BEGIN EXTRACTED ENTRIES

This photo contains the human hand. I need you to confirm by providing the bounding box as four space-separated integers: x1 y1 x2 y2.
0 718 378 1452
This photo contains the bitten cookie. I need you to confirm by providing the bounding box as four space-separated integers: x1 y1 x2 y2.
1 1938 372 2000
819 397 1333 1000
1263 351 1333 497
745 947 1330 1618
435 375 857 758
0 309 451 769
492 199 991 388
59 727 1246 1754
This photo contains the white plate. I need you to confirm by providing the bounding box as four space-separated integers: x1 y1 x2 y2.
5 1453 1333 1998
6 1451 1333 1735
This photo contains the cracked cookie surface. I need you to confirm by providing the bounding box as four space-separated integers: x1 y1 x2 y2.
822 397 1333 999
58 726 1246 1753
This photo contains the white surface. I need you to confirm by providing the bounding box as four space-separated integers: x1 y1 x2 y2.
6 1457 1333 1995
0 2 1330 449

END EXTRACTED ENTRIES
BEGIN EXTRACTED ENTRIES

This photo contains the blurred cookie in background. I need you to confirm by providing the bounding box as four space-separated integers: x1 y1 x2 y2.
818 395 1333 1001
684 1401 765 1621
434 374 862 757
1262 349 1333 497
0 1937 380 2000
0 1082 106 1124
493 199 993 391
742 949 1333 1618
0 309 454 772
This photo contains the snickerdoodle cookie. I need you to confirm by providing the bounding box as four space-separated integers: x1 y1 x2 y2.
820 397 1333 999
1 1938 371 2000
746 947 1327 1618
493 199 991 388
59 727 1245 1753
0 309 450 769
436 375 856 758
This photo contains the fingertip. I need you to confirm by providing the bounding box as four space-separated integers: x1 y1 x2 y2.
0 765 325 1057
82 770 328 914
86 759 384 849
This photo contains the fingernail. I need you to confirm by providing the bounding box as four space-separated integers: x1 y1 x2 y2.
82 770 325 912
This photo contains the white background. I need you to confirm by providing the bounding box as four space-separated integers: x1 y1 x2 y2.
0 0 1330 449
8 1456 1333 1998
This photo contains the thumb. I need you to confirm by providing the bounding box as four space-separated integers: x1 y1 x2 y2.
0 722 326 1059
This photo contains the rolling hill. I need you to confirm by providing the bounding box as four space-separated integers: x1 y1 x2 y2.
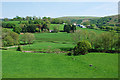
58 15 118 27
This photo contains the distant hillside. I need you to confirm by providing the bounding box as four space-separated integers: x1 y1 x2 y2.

END EXTRACTED ENTRIES
BEGIN EXTRACTED ENTRIES

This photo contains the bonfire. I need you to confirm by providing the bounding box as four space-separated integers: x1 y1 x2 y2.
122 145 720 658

END EXTRACTED ENTRIES

PROMPT:
Word for word, retype the lines in the entries above that run from the one with "This photo contains the white background." through the one with "This photo contains the distant". Both ends count; pictures do not.

EXERCISE OUTPUT:
This photo contains the white background. I need you to confirm by providing the bounding box as four space-separated integers: x1 y1 x2 y2.
0 0 1330 449
8 1456 1333 1998
This photo contains the thumb. I need you to confirm by providing the bounding box as four space-separated integers: x1 y1 x2 y2.
0 722 326 1059
This photo contains the rolling hill. I need you to confirm by providing the bounding box as four space-separated integers: x1 y1 x2 y2.
58 15 118 27
This photo contains the distant hillside. I need you to confirm by providing the bounding box as four space-separated integers: x1 y1 x2 y2.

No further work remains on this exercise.